**Pointing entries for labeled objects**.
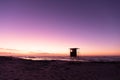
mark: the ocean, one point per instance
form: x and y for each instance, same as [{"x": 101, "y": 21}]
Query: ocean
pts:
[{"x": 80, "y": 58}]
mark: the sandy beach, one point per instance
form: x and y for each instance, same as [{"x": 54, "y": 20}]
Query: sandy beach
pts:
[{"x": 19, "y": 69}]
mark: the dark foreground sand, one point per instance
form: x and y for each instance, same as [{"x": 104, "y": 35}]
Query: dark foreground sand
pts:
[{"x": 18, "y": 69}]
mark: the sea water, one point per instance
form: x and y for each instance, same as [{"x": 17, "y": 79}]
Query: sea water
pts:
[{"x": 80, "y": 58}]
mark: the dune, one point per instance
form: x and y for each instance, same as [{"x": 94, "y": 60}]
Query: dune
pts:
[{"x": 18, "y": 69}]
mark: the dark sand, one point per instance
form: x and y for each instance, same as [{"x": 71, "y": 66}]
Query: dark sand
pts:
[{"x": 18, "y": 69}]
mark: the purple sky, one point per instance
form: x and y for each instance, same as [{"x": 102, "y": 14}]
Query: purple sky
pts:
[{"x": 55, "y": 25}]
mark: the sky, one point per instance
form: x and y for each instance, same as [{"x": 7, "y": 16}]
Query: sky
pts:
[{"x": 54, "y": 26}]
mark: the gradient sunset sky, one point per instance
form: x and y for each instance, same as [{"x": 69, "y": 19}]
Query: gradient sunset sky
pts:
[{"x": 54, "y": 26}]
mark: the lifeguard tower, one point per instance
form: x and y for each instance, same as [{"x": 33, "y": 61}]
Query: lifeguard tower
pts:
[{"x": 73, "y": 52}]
==
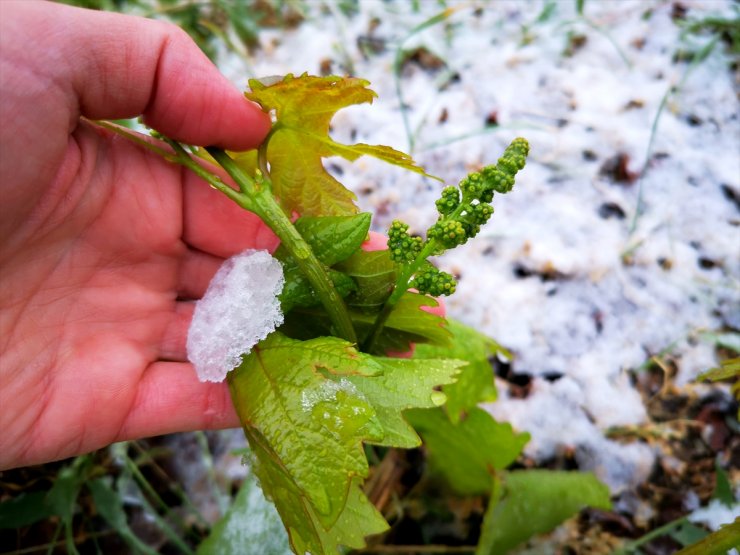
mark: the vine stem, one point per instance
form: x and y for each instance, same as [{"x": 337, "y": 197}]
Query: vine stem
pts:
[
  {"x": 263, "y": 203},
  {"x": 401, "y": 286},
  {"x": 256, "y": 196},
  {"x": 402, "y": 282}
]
--
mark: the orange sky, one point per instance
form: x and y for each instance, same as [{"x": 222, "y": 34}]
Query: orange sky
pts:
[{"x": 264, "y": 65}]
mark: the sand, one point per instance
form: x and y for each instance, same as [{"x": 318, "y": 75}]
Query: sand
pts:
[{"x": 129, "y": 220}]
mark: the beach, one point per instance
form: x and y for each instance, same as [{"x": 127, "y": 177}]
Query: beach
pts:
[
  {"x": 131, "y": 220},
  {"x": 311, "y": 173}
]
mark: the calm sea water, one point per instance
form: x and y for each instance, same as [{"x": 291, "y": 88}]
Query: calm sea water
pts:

**WORK TO BE COMPLETED**.
From the records above, pull out each line that contains the string "purple" and copy those lines in the order they appear.

**COMPLETE OUTPUT**.
mark: the purple sky, one point per instance
Query: purple sky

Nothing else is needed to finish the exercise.